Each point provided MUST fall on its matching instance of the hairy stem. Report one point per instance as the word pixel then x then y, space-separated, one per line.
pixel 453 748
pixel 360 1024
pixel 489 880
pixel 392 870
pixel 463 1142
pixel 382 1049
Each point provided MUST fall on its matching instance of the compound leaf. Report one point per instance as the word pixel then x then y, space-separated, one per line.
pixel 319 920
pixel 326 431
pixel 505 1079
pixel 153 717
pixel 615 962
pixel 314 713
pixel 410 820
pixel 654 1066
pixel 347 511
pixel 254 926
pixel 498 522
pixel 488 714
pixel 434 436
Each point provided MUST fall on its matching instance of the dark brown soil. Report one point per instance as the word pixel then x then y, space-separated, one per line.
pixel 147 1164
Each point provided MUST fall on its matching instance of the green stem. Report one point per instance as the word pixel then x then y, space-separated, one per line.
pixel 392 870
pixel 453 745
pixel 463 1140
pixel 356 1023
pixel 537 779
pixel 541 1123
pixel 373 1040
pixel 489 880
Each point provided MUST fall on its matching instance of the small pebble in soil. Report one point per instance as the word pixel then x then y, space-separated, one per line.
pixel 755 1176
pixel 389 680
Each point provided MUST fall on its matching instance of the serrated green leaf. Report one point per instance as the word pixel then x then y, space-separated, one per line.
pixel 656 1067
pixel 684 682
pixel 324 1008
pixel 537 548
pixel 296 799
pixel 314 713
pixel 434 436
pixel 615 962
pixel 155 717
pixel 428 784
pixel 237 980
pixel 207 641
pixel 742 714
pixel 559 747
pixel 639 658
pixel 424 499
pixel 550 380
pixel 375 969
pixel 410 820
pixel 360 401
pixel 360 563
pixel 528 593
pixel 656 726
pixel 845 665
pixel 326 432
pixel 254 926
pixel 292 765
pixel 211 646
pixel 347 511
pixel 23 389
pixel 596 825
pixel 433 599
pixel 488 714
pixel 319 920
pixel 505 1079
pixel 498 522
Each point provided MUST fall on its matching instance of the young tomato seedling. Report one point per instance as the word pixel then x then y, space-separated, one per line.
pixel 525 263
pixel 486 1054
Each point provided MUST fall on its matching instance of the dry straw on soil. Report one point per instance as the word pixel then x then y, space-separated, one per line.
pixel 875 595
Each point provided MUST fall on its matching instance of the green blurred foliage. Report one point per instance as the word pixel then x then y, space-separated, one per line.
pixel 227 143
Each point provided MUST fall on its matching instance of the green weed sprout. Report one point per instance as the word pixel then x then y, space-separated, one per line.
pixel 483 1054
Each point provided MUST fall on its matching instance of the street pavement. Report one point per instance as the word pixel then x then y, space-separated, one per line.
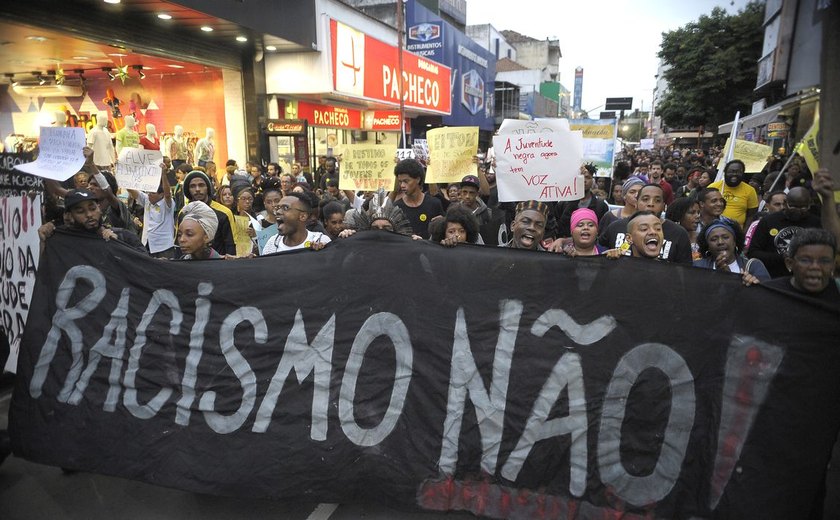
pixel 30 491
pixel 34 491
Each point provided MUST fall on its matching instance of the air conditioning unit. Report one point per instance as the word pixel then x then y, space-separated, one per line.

EXERCISE DIRECTIONS -> Can you copy out all of the material above with "matching instance" switched to "corresponding instance" and every other part unchanged, leaving the pictures out?

COMPLETE ANSWER ->
Each point provided MUST fall on its corresponding instance of the hairy stem. Report one point per instance as the word pixel then x then y, space-separated, one per line.
pixel 453 748
pixel 360 1024
pixel 489 880
pixel 392 870
pixel 463 1142
pixel 382 1049
Each point provided MUST fall on its corresponding instance of the compound leaf. Report one point per instance as the word pixel then x then y, space-separated, one per line.
pixel 319 920
pixel 326 431
pixel 505 1079
pixel 153 717
pixel 615 962
pixel 314 713
pixel 410 820
pixel 654 1066
pixel 347 511
pixel 254 926
pixel 498 522
pixel 488 714
pixel 434 436
Each point provided MUST fall on its corresponding instance of the dark brown soil. Report one point per instance as the word pixel then x then y, space-separated, one per line.
pixel 147 1164
Each point provided MUST fall on its corresponding instance of the green stem. Report one point per instance as the word pixel then x then y, space-separated, one per line.
pixel 392 870
pixel 453 745
pixel 463 1140
pixel 356 1023
pixel 537 779
pixel 541 1123
pixel 373 1040
pixel 489 880
Each point provided MUST fall on its corresponding instance of the small pebble in soil. Report one point per instance as the word pixel then x then y, space-separated, one per line.
pixel 755 1176
pixel 389 680
Each point provided MUST fall on its corresponding instance of the serrated green leaf. Report one point per instance as the word pixel then x then y, space-separated, one per line.
pixel 656 1067
pixel 684 682
pixel 324 1008
pixel 537 548
pixel 296 799
pixel 314 713
pixel 434 436
pixel 615 962
pixel 155 717
pixel 428 784
pixel 237 980
pixel 207 641
pixel 742 714
pixel 559 747
pixel 639 658
pixel 424 499
pixel 550 380
pixel 375 969
pixel 410 820
pixel 360 401
pixel 360 563
pixel 528 593
pixel 656 726
pixel 845 665
pixel 326 432
pixel 254 926
pixel 292 765
pixel 211 646
pixel 347 511
pixel 23 389
pixel 596 825
pixel 433 599
pixel 488 714
pixel 319 920
pixel 505 1079
pixel 498 522
Each point provided MUST fall on its corresponding instance of the young tomato seedling. Report one point per instance as the word pixel then x then y, space-separated, one per line.
pixel 525 263
pixel 486 1054
Each point provided MUST fall on its corresponding instance of the dry straw on soil. Report one point per instance as the word pixel then x then y, space-separated, one per line.
pixel 875 595
Each point provided MUST fall on its corresponding instance of the green blurred foliage. Report one point per instance as the word pixel then x then y, space-separated, one per line.
pixel 227 143
Each point provided MUST fall on its corresponding instance of the green weed sprout. Report one point per instance as the word pixel then x then y, space-separated, one per line.
pixel 483 1054
Each point provided MUST fall on its corresponding instance of the street pavement. Report one point per instance as the word pixel then x then y, space-separated, one per line.
pixel 30 491
pixel 34 491
Each point provided MUST fall on its corresponding instance of the air conditioning unit. Report one point per instance as the word pixel then x then y, space-separated, one per line.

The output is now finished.